◆ Aim:
Write out every row below word for word, leaving out the pictures.

◆ Task material:

* * *

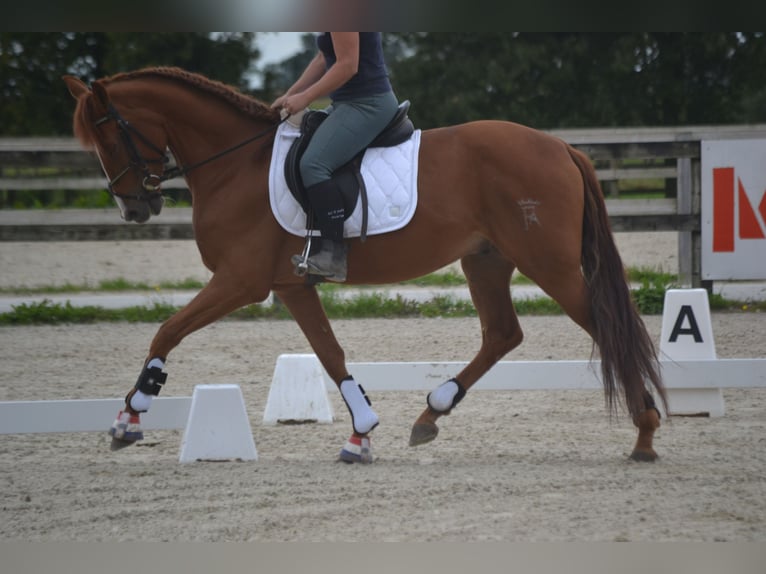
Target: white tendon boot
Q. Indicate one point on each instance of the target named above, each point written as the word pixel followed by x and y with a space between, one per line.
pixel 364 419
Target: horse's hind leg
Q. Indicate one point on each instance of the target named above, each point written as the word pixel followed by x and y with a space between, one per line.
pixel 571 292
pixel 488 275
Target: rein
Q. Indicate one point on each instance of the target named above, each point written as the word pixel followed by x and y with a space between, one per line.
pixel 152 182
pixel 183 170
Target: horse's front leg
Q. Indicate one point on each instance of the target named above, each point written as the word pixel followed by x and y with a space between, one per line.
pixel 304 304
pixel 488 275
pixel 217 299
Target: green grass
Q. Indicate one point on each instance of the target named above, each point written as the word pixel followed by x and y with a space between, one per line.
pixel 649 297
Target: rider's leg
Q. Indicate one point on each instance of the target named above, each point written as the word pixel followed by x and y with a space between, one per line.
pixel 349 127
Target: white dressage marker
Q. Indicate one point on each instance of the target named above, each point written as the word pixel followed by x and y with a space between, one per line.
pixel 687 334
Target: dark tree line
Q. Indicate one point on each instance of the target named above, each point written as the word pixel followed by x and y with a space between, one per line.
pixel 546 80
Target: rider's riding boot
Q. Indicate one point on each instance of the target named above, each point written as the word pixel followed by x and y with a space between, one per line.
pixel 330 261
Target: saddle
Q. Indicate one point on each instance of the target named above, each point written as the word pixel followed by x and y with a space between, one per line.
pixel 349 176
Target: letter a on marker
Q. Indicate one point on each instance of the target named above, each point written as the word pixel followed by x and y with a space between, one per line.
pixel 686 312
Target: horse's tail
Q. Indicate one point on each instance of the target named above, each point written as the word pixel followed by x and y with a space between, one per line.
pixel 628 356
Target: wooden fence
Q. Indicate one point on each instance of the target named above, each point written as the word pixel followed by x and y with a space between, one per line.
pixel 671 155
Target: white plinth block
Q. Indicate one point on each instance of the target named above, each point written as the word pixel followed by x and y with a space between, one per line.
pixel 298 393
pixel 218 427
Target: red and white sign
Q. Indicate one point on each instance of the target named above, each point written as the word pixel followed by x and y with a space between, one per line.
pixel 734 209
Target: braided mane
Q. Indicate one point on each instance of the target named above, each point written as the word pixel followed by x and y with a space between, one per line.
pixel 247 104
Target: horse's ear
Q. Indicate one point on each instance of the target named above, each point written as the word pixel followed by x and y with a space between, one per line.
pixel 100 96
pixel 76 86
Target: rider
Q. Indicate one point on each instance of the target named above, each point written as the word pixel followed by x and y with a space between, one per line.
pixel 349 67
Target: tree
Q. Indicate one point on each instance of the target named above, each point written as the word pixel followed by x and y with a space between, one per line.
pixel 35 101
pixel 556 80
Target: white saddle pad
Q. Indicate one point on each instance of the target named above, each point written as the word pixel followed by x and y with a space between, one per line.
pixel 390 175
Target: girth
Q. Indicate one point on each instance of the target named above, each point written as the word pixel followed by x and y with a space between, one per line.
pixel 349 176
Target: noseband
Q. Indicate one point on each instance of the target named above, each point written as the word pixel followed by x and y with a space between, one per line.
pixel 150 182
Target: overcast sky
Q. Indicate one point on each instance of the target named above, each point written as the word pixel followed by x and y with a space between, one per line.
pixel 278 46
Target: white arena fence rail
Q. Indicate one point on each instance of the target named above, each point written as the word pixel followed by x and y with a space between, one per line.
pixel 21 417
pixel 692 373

* * *

◆ Task solution:
Target: white tendon boot
Q. Indicate one point on each instance of the target named above, each point written as the word pixel followed by x and y with a space between, one per line.
pixel 364 419
Target: horse's hind leg
Q. Indicate one point on each instance of the target named above, each point written as the word pixel followed by x and y with a space between, one per line.
pixel 571 292
pixel 488 275
Target: rein
Q. Indicate one point on each instance of the target named above, each point written as the word pixel followed by x and y with a space between, one per line.
pixel 152 182
pixel 183 170
Target: horse's front leg
Q. Indicate one point on each instance of the target named above, each point written as the word pixel followed by x and y with a space between, one per line.
pixel 304 304
pixel 488 275
pixel 217 299
Target: green grass
Q. Indicate one point on each instance of the target named above, each point written as the word pixel followed by x and y with a space between, one per line.
pixel 649 297
Target: rider's leg
Q. Indicate one point on each instance of the target named above, each point written as the word pixel followed by x and y with a space between, one per line.
pixel 349 127
Target: white dressage marker
Q. Indicate one point on each instance of the target named above, each point written as the word pixel followed by x and y with a space between, one per line.
pixel 687 334
Target: dark tree line
Q. Indicate one point on each instance of the target named above, each point written as the word pixel followed by x and y with a space between, one per line.
pixel 546 80
Target: rider's riding boot
Q. Indicate one point on each instance of the target named above, each point written as the word pixel followed by x and y with a space between, one per line.
pixel 330 261
Target: saddle
Q. Indicate one point on each instance of the target named above, each point written as the word pixel followed by x and y with a space between, one per line.
pixel 349 176
Target: letter a on marker
Q. Indicate one point on each instance of the target named above, each point written as the word pixel followed by x and y with a space between, one per line.
pixel 686 312
Target: horse's tail
Q. Indicate one point on each instance of the target named above, each point written as the word pixel followed by x and y with a space between, one per line.
pixel 628 356
Target: wooden fence
Q. Indicate one point on each instance of the target named above, each point written as the word pixel followed by x and y with a space between, one per line.
pixel 671 155
Target: white plinth block
Q. Indicate one point on each instance of the target named above, each point written as the word pixel followed by x and y with a space between, one per line.
pixel 298 393
pixel 218 427
Target: red and white sign
Q. Indicate one point on each instance of the target named above, each point written as the word pixel followed by x and y with a space between, one per line.
pixel 734 209
Target: braided mane
Q. Indicate one point on each instance of the target named above, each point written as the word pixel followed by x and y with a space between, one per line.
pixel 247 104
Target: horse's ear
Q. Indicate one point on each instance of the target named above, each point written as the word pixel followed by x and y with a space between, one per line.
pixel 100 96
pixel 76 86
Target: rider
Q. Indicate one point on each instance of the target named above, each point written as the word pixel followed by x and y with a space between, one per line.
pixel 349 67
Target: tree
Q. Indicate one point on each instance of the target named above, each point written as the word pixel followed by x and y with a space between, one per line.
pixel 35 101
pixel 556 80
Target: white saddle pad
Q. Indicate one point on each instance of the target named above, each point written as the word pixel followed by x and y with a space between, one per line.
pixel 390 175
Target: girth
Q. Indicate one point on each instance of the target named above, each point written as the word pixel followed by x and y with a space between, one per line.
pixel 349 176
Target: noseband
Q. Indicate one point on each instance of the target named above, each point written as the word pixel followed by x and y with a space between, one per line.
pixel 150 182
Target: overcast sky
Q. Indicate one point on each instance of the target named above, each point written as the word pixel followed by x and y with a space between, one per line.
pixel 278 46
Target: white arena fence rail
Q. Indicate one point on each instance of the target named above, each point written as the word pixel followed by x and y with a space between, one per line.
pixel 21 417
pixel 692 373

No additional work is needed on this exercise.